• Stated goal:
Write out every line of the records below as a numbered list, omitting blank lines and leaving out the pictures.

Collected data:

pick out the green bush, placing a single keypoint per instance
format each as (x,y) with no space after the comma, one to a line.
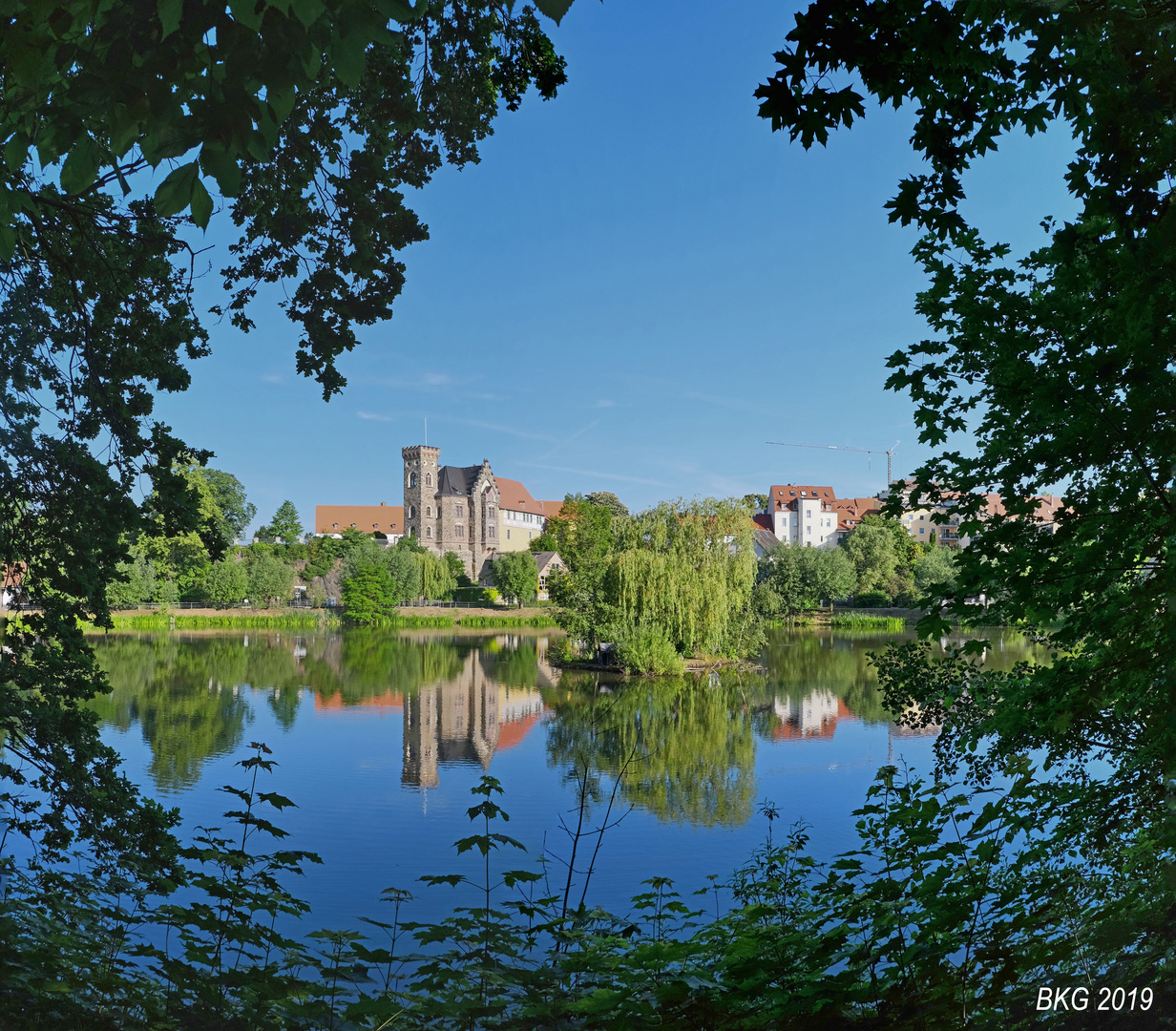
(643,649)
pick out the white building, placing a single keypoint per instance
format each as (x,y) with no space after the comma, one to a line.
(804,516)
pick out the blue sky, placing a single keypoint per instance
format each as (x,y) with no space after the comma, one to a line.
(638,287)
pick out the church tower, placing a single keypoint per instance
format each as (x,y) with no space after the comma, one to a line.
(420,491)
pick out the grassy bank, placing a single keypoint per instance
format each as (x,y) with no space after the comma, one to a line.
(856,621)
(220,621)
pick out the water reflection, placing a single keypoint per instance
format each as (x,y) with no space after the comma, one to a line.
(687,746)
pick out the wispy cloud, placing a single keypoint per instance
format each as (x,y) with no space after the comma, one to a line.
(568,440)
(497,428)
(598,475)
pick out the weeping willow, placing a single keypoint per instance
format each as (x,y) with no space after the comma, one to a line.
(685,569)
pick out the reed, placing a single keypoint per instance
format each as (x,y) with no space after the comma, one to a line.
(488,622)
(857,621)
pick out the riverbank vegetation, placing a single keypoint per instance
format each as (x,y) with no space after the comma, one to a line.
(660,585)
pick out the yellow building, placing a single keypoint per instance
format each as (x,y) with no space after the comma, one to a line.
(521,518)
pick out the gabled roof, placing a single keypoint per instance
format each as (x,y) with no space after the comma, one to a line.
(368,518)
(514,496)
(456,481)
(787,492)
(546,558)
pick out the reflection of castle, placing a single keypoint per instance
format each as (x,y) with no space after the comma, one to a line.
(466,720)
(815,715)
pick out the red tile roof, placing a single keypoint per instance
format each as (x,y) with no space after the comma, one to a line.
(368,518)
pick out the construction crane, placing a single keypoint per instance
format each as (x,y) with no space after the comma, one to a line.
(890,452)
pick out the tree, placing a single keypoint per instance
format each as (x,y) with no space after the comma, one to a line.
(309,123)
(269,580)
(606,498)
(935,568)
(871,548)
(284,526)
(236,512)
(1059,365)
(516,577)
(795,579)
(226,582)
(368,594)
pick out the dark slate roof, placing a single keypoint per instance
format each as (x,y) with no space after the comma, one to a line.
(456,480)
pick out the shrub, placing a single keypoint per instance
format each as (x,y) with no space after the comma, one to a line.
(644,649)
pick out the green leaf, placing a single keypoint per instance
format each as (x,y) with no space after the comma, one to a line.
(15,153)
(308,11)
(81,166)
(170,11)
(221,167)
(174,193)
(8,240)
(348,57)
(556,10)
(201,212)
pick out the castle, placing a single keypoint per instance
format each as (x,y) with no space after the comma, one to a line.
(452,508)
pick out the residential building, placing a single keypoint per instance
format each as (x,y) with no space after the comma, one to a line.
(850,512)
(521,517)
(804,514)
(764,539)
(330,519)
(452,508)
(548,562)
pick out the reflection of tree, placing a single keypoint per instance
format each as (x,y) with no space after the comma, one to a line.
(183,695)
(694,741)
(801,663)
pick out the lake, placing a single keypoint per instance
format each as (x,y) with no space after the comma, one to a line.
(380,736)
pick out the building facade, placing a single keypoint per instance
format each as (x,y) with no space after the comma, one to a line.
(521,517)
(804,516)
(452,508)
(330,519)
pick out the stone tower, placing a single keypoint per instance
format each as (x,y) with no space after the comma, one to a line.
(420,487)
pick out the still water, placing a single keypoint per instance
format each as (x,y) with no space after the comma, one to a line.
(380,736)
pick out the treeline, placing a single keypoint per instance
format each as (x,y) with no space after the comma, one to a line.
(877,564)
(681,579)
(207,565)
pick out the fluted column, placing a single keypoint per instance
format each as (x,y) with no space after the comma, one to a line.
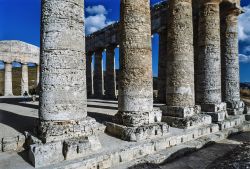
(37,74)
(98,75)
(110,77)
(8,91)
(208,89)
(230,59)
(89,74)
(63,100)
(136,119)
(180,110)
(24,79)
(162,66)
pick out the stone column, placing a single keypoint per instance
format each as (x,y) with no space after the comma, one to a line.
(98,75)
(89,74)
(110,80)
(136,119)
(162,66)
(25,79)
(230,60)
(37,74)
(208,73)
(64,128)
(8,79)
(180,110)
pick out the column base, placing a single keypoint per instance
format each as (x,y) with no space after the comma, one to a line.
(184,117)
(139,133)
(187,122)
(50,131)
(218,112)
(41,155)
(235,107)
(137,126)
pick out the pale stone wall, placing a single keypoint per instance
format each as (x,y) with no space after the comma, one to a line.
(16,80)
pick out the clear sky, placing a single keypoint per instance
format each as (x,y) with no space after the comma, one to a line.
(20,20)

• Response to the exercise:
1. pick out the green bush, placing a single keypoint per instance
2. format each as (x,y) with no space after the comma, one to a line.
3. (643,649)
4. pick out the white building, placing a single keypoint per instance
5. format each as (x,y) with no space after the comma, one to a line.
6. (804,516)
7. pick out the blue sky, placing a single keypoint per instance
8. format each as (x,y) with no space after the comma, one to a line.
9. (638,287)
10. pick out the church tower, placing a single keypoint per instance
11. format each as (x,y) with no space after the comma, one to a line.
12. (420,491)
13. pick out the grassy bank, placing a single keypoint per instance
14. format each as (x,y) with no space after the comma, one to a line.
15. (856,621)
16. (220,621)
17. pick out the water reflection, placing a single keypoint per instance
18. format each as (x,y) with no space after the comma, one to a line.
19. (687,746)
20. pick out the wispy cloud, placing a single keypoint per instance
21. format each as (x,y) with no space after the comma, one to a line.
22. (568,440)
23. (497,428)
24. (598,475)
25. pick out the weeping willow, placing a single keypoint per instance
26. format each as (x,y) with no space after the comma, one to a line.
27. (685,569)
28. pick out the reed, placing a single keypoint per instance
29. format each as (x,y) with no space after the comma, one to a line.
30. (488,622)
31. (857,621)
32. pick out the riverbank vegetation, placing a single keypoint per instance
33. format each as (x,y) with no space after the comma, one to a line.
34. (660,585)
35. pick out the yellow building, placing a single keypoint per instance
36. format each as (x,y) with no space after the comma, one to a line.
37. (521,518)
38. pick out the gabled roof, placing a single keypoint per instance
39. format each as (x,y) with no space after the comma, one to a line.
40. (368,518)
41. (514,496)
42. (456,481)
43. (787,492)
44. (546,558)
45. pick out the reflection of castle, placing a single keypoint per instance
46. format each as (x,y) with no space after the comma, one to a line.
47. (466,720)
48. (815,715)
49. pick out the red tile roof, placing a single keypoint per instance
50. format each as (x,y) with no space after the comma, one to a line.
51. (368,518)
52. pick out the construction crane, placing a single keypoint per instance
53. format each as (x,y) with no space after the comma, one to a line.
54. (890,452)
55. pick out the tree, placing a single keypoint per instance
56. format each as (x,y) with no space after the comma, one to a line.
57. (309,123)
58. (269,580)
59. (606,498)
60. (935,568)
61. (871,548)
62. (284,526)
63. (236,512)
64. (1059,365)
65. (516,577)
66. (795,579)
67. (226,582)
68. (368,594)
69. pick out the dark slate roof, placing a single keypoint per instance
70. format each as (x,y) with no space after the comma, one to a line.
71. (456,480)
72. pick out the shrub, placing a single keypoint per instance
73. format each as (x,y) with no space after the comma, one to a line.
74. (644,649)
75. pick out the green leaf, placing a single keypoint per instance
76. format each as (x,y) with no space after the comma, one to a line.
77. (15,153)
78. (308,11)
79. (81,166)
80. (170,11)
81. (221,167)
82. (174,193)
83. (8,240)
84. (348,57)
85. (556,10)
86. (201,212)
87. pick out the castle, placing a single keypoint per instance
88. format each as (x,y) with no space after the comma, one to a line.
89. (452,508)
90. pick out the residential building, placing a single keypoint per instance
91. format each as (x,y) with no space after the comma, one to a line.
92. (850,512)
93. (521,517)
94. (804,514)
95. (764,539)
96. (330,519)
97. (452,508)
98. (548,562)
99. pick out the reflection of tree, placing a single keypoint per instance
100. format each as (x,y) with no space after the comma, one to a line.
101. (183,695)
102. (694,741)
103. (801,663)
104. pick out the lake, placing a single keypoint per instance
105. format each as (x,y) with no space after the comma, one to a line.
106. (380,736)
107. pick out the building facade, placing a single keypoint per instance
108. format each as (x,y) with no space after the comma, one to a line.
109. (521,517)
110. (804,516)
111. (452,508)
112. (330,519)
113. pick out the stone tower, placing a single keypoint per instance
114. format each as (x,y) with no space after the comma, one to a line.
115. (420,487)
116. pick out the still water, placing a single keypoint per instance
117. format each as (x,y) with no space after the comma, one to a line.
118. (380,736)
119. pick out the treeline, placing a single keypoint per instance
120. format each as (x,y) with no space after the comma, one to a line.
121. (877,564)
122. (681,579)
123. (207,565)
124. pick out the fluted column, placing a single keypoint per instance
125. format each as (x,y) with no space after the comma, one to a line.
126. (37,74)
127. (98,75)
128. (110,77)
129. (8,91)
130. (208,89)
131. (230,59)
132. (89,74)
133. (63,100)
134. (136,119)
135. (180,110)
136. (24,79)
137. (162,66)
138. pick out the stone column, placing a single keypoint per instance
139. format each as (x,y) with no space after the comma, one to a line.
140. (98,75)
141. (89,74)
142. (110,80)
143. (136,119)
144. (162,66)
145. (25,79)
146. (230,60)
147. (37,74)
148. (208,73)
149. (64,128)
150. (8,79)
151. (180,110)
152. pick out the column base, placing a single keypoint per instance
153. format each as (x,y) with no space after the comma, one to a line.
154. (184,117)
155. (139,133)
156. (187,122)
157. (50,131)
158. (218,112)
159. (41,155)
160. (235,107)
161. (137,126)
162. pick out the pale stone wall, placing a single keypoint per instance
163. format each as (x,y) with no space after the comma, one to a line.
164. (16,80)
165. pick out the clear sky, placing a single keypoint per instance
166. format each as (x,y) with no space after the comma, one to a line.
167. (20,20)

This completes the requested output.